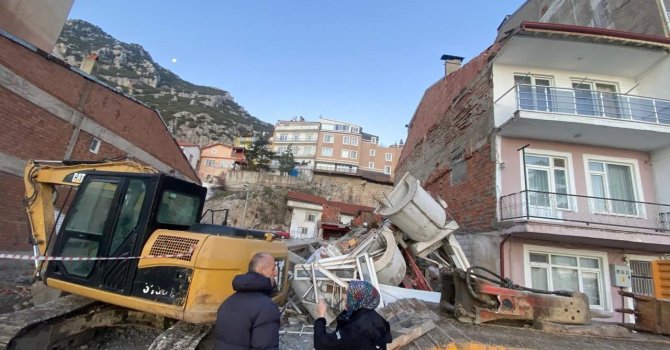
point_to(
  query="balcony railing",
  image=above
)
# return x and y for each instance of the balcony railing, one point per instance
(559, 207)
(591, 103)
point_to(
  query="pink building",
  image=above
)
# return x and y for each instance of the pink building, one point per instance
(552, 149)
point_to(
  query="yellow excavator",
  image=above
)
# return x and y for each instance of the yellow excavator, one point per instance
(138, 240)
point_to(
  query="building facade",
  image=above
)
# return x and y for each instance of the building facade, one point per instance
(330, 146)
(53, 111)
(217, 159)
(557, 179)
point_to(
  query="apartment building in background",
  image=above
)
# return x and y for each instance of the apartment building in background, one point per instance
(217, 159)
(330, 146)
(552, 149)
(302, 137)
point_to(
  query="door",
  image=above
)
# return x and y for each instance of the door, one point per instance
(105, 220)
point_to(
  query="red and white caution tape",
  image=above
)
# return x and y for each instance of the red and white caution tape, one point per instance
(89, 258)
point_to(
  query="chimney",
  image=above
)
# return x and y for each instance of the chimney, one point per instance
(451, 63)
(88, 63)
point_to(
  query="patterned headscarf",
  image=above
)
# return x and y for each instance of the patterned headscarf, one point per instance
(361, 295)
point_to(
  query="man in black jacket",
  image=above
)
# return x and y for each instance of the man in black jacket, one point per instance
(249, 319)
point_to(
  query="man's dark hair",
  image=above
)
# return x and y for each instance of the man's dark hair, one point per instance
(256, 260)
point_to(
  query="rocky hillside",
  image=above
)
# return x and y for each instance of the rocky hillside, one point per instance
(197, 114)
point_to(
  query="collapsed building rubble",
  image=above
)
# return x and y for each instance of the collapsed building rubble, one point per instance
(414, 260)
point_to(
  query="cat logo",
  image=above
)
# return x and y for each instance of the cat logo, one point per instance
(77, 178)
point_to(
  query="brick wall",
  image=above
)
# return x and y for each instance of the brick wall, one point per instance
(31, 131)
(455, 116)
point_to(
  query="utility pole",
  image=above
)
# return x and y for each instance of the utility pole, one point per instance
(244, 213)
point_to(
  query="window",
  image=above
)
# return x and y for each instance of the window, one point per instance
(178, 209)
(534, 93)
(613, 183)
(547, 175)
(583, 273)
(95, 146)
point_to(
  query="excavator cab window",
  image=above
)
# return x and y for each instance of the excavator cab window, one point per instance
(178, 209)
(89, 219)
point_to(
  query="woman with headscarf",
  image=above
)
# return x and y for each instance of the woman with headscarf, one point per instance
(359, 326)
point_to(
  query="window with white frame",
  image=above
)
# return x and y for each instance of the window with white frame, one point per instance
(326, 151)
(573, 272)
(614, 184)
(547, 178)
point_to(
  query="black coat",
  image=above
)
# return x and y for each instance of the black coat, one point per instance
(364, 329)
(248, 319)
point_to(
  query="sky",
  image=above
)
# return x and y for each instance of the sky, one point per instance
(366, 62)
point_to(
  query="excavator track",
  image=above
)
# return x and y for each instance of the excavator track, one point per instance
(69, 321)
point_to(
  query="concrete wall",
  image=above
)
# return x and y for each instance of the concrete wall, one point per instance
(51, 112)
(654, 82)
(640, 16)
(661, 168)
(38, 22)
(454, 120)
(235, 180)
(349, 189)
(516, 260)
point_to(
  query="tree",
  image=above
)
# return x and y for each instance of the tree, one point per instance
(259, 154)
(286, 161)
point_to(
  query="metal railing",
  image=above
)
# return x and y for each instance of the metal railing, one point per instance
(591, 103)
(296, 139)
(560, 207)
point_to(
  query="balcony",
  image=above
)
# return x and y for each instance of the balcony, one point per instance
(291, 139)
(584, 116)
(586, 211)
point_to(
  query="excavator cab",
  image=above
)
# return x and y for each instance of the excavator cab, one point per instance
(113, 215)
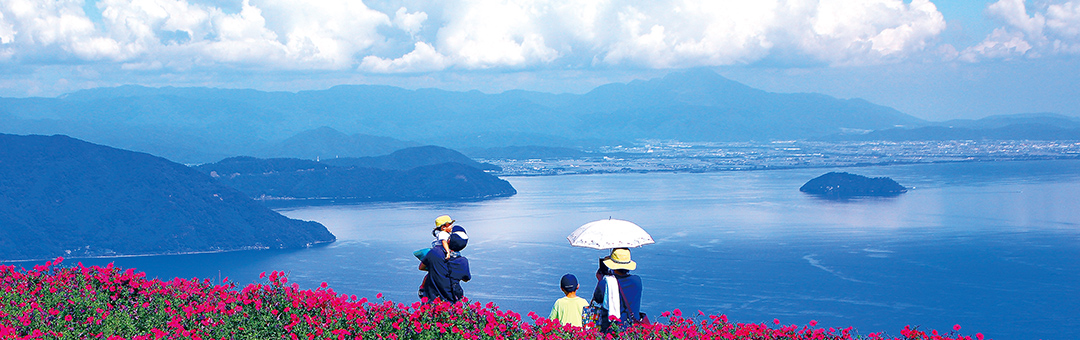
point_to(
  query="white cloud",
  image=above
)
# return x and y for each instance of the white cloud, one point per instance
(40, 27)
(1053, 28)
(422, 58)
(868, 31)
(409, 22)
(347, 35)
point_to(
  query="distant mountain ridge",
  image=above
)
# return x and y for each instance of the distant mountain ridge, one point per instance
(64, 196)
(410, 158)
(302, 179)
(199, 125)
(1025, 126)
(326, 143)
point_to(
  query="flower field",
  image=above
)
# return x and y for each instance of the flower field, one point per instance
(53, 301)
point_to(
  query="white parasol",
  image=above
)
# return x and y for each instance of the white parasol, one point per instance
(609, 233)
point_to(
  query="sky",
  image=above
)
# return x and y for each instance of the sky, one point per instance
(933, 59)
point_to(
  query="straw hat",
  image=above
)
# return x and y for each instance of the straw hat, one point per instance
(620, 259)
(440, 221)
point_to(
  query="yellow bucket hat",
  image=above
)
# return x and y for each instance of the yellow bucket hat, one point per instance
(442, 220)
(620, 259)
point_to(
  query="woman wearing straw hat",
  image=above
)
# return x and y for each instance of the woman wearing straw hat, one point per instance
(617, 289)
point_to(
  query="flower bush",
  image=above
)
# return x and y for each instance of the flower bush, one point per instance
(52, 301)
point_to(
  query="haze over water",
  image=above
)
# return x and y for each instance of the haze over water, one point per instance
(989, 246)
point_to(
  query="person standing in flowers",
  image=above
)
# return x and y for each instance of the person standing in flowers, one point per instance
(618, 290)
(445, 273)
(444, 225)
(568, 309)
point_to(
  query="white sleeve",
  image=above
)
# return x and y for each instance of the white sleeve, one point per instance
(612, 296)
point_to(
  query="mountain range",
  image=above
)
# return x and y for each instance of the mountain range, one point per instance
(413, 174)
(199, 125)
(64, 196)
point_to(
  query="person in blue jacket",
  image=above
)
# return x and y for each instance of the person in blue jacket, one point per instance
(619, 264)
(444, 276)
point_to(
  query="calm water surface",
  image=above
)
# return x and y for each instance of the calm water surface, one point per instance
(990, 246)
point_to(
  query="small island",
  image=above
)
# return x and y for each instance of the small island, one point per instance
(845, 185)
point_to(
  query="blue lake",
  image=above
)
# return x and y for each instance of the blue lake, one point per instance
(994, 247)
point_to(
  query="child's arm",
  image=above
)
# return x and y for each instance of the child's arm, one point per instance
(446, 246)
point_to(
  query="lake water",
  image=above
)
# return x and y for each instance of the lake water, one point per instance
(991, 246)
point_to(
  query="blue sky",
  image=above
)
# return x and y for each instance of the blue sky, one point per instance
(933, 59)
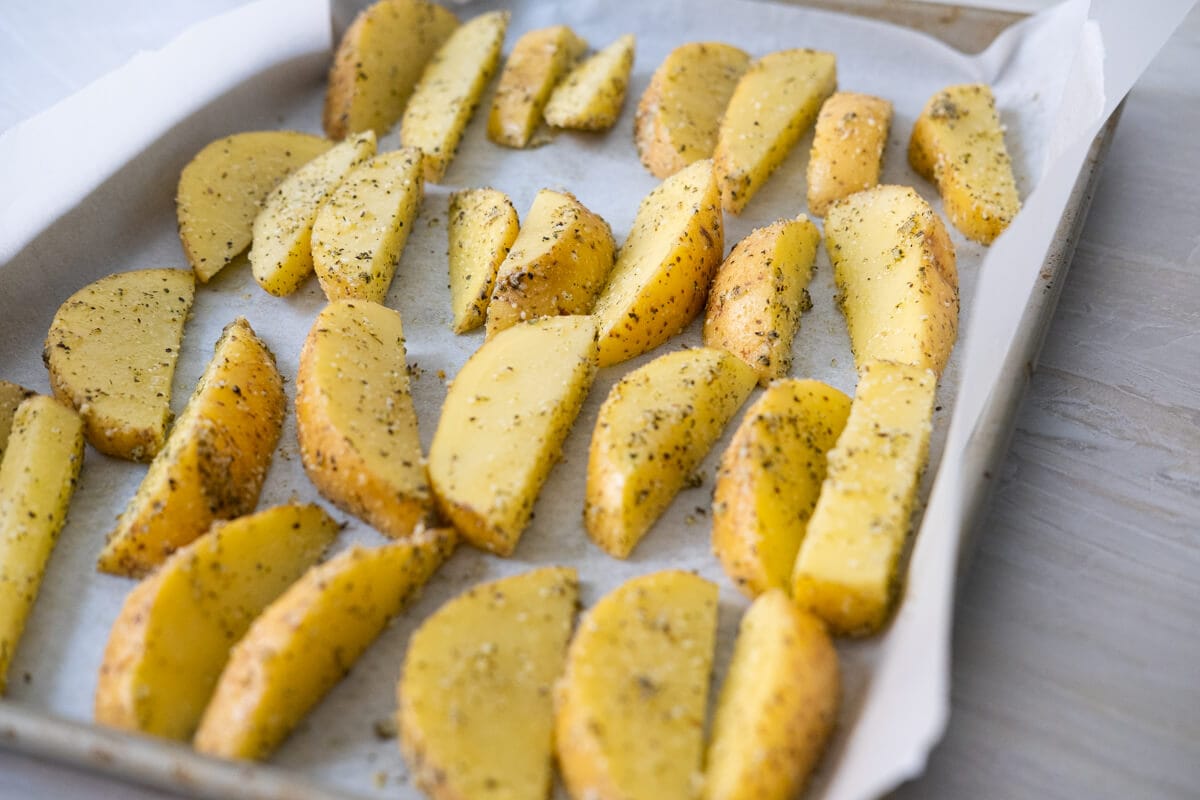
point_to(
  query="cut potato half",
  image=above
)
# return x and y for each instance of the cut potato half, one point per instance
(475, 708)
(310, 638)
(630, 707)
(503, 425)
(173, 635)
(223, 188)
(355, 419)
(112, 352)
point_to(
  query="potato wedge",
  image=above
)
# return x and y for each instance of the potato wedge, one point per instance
---
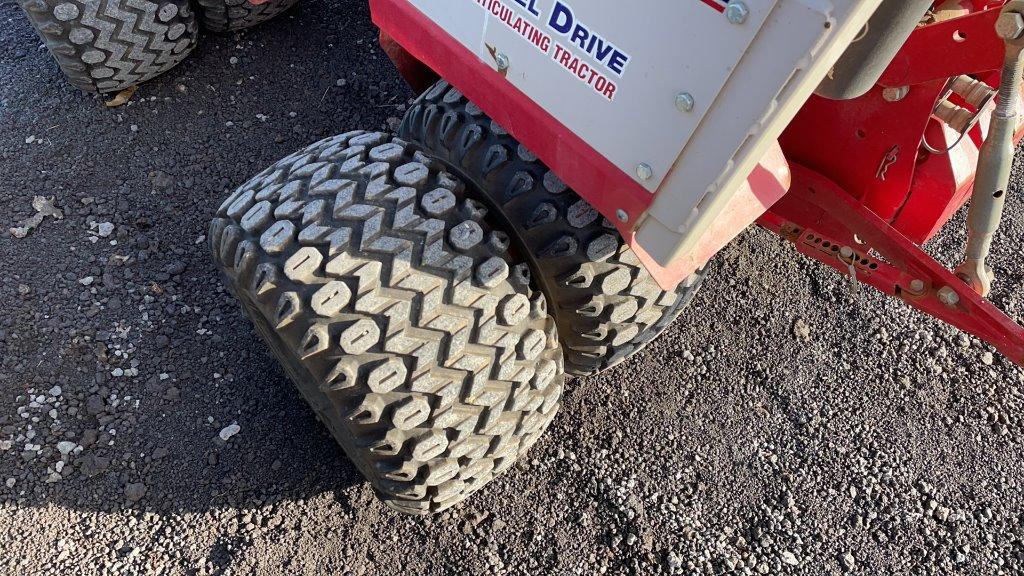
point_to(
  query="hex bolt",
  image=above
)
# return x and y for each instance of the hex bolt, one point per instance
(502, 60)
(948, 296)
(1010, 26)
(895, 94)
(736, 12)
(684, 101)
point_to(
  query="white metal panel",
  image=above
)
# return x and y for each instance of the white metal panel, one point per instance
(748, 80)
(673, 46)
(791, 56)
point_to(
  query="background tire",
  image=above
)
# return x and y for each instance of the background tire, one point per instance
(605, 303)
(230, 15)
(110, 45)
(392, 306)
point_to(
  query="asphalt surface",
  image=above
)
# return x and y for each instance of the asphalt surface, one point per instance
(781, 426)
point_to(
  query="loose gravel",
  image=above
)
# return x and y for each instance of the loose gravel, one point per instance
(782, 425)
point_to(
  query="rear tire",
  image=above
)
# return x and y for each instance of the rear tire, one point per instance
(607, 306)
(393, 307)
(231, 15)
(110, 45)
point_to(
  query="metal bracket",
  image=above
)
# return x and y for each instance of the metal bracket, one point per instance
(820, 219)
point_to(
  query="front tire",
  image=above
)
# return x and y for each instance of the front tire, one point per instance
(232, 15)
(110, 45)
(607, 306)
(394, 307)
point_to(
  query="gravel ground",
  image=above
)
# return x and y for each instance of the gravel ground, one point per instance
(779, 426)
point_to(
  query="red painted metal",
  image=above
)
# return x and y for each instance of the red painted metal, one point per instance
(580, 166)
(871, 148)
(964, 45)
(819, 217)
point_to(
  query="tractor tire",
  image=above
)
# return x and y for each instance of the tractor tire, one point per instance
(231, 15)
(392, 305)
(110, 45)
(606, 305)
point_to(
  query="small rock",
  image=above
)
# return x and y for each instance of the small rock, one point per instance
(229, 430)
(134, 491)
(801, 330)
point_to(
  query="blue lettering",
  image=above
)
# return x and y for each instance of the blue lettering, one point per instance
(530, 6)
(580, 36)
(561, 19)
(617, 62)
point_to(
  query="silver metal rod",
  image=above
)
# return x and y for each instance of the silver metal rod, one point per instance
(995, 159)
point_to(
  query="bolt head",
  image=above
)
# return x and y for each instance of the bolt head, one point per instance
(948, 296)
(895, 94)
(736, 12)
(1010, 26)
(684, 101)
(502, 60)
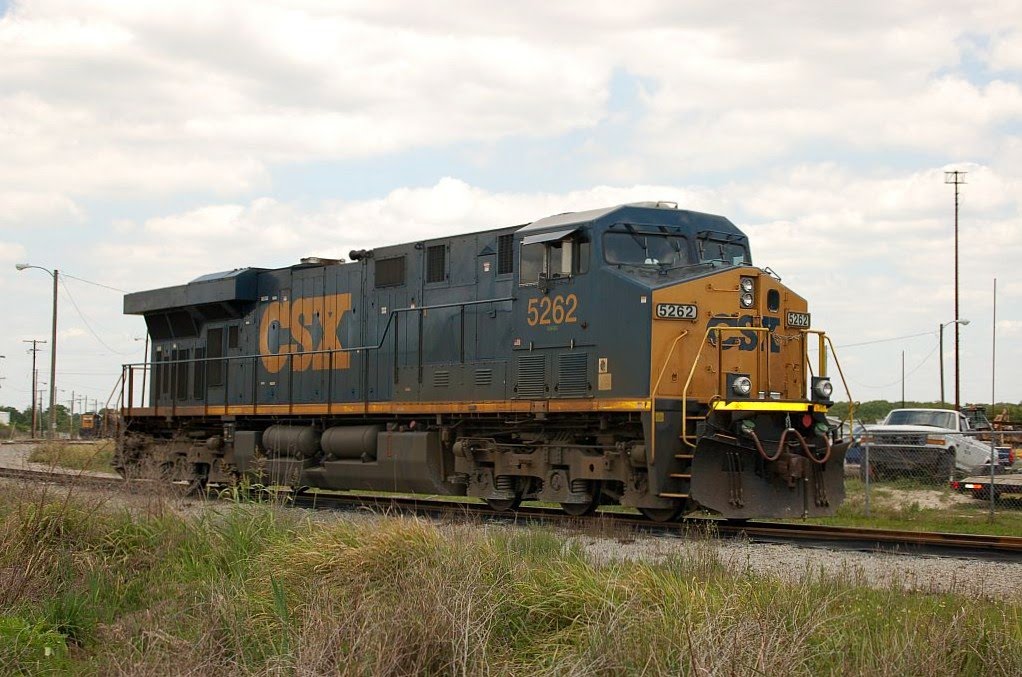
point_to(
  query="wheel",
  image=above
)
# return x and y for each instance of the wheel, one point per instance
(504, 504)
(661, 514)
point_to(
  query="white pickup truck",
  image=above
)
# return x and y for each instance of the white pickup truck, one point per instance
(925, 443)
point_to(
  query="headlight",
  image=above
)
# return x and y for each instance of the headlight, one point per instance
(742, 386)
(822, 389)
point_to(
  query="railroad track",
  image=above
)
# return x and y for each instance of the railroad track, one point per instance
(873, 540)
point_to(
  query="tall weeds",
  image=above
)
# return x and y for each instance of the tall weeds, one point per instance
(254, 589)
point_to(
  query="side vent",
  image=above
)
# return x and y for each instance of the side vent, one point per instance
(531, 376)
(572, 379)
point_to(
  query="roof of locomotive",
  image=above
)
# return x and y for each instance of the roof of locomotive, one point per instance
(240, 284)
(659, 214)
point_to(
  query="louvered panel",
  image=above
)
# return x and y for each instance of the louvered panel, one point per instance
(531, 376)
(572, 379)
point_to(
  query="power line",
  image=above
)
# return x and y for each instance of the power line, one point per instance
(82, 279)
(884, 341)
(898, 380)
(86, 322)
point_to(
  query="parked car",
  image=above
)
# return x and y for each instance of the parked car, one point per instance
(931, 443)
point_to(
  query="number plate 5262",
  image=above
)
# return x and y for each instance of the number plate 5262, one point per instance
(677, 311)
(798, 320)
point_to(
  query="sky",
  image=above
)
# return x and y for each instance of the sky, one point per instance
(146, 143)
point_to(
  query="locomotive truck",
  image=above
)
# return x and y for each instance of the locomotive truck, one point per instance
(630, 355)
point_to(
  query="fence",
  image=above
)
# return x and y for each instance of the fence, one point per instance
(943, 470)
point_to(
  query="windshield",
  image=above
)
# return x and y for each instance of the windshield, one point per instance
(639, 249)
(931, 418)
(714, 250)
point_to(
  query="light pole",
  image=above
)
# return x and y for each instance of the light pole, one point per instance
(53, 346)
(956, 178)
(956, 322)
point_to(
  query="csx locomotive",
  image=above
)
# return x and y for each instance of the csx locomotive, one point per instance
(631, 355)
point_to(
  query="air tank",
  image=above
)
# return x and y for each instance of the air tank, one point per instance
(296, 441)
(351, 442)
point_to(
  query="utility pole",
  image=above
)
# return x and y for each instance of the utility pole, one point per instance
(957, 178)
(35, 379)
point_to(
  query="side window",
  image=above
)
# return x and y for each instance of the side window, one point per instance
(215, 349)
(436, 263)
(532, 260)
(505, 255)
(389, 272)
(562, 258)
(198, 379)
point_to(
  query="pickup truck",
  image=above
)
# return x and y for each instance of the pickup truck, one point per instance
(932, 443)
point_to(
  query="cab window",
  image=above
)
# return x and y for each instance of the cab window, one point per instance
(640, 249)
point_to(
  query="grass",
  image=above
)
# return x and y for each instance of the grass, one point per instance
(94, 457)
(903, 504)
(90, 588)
* * *
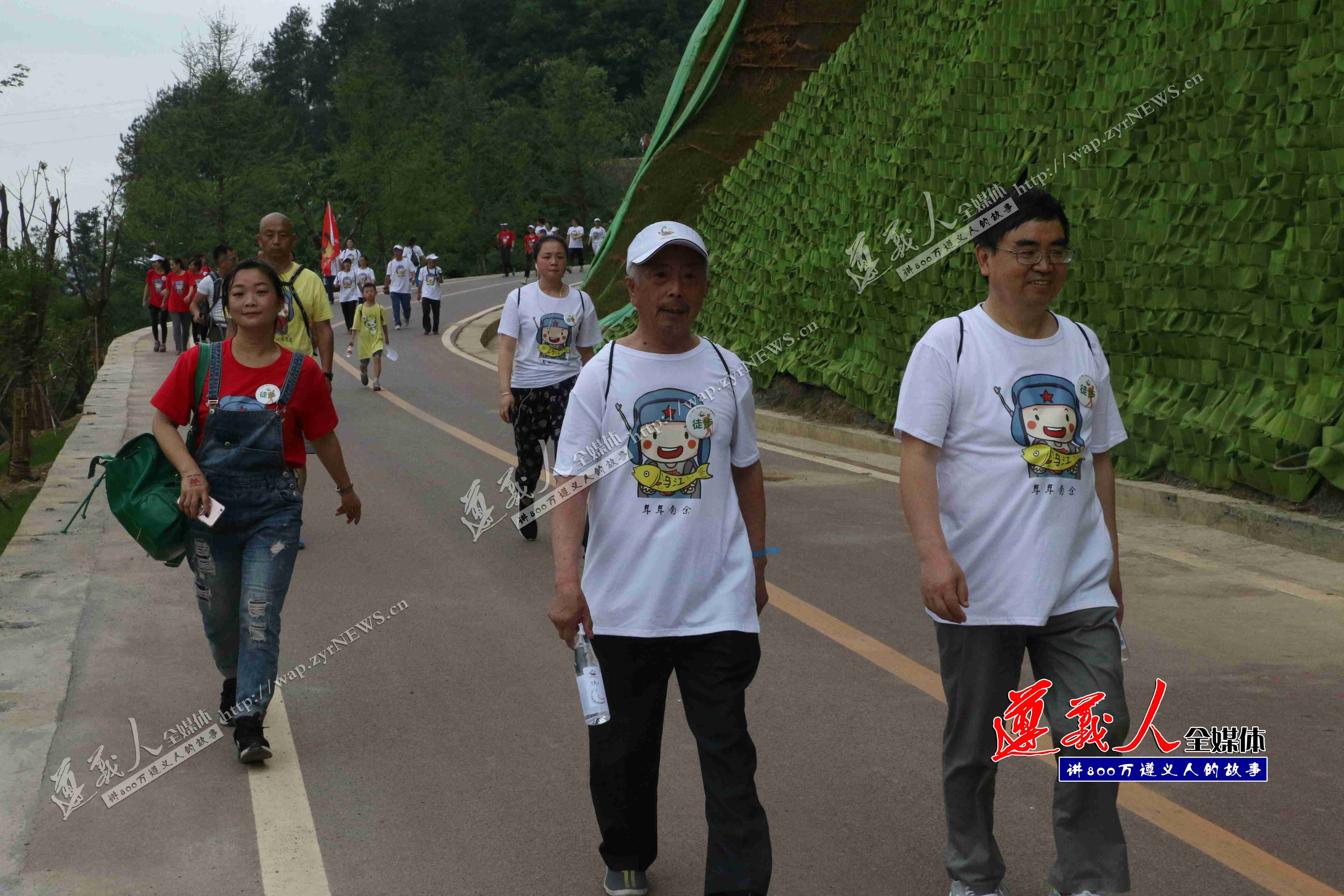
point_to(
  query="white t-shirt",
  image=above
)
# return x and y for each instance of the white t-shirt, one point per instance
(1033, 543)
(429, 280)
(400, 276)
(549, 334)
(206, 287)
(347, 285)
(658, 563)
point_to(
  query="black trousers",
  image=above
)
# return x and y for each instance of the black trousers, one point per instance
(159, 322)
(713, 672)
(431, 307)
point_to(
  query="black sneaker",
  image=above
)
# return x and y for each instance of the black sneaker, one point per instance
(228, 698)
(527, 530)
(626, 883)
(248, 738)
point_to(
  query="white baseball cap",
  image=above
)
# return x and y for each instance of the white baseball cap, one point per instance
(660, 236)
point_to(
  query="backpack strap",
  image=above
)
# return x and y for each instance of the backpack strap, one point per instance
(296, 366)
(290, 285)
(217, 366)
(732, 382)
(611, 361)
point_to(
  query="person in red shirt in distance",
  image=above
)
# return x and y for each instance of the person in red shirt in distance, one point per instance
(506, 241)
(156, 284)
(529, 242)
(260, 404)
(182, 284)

## Work instructions
Return every line of the material above that contains the string "windshield", treating uppercase and lowercase as different.

## Result below
  query="windshield",
# return x and y for each instance of the windshield, one point per instance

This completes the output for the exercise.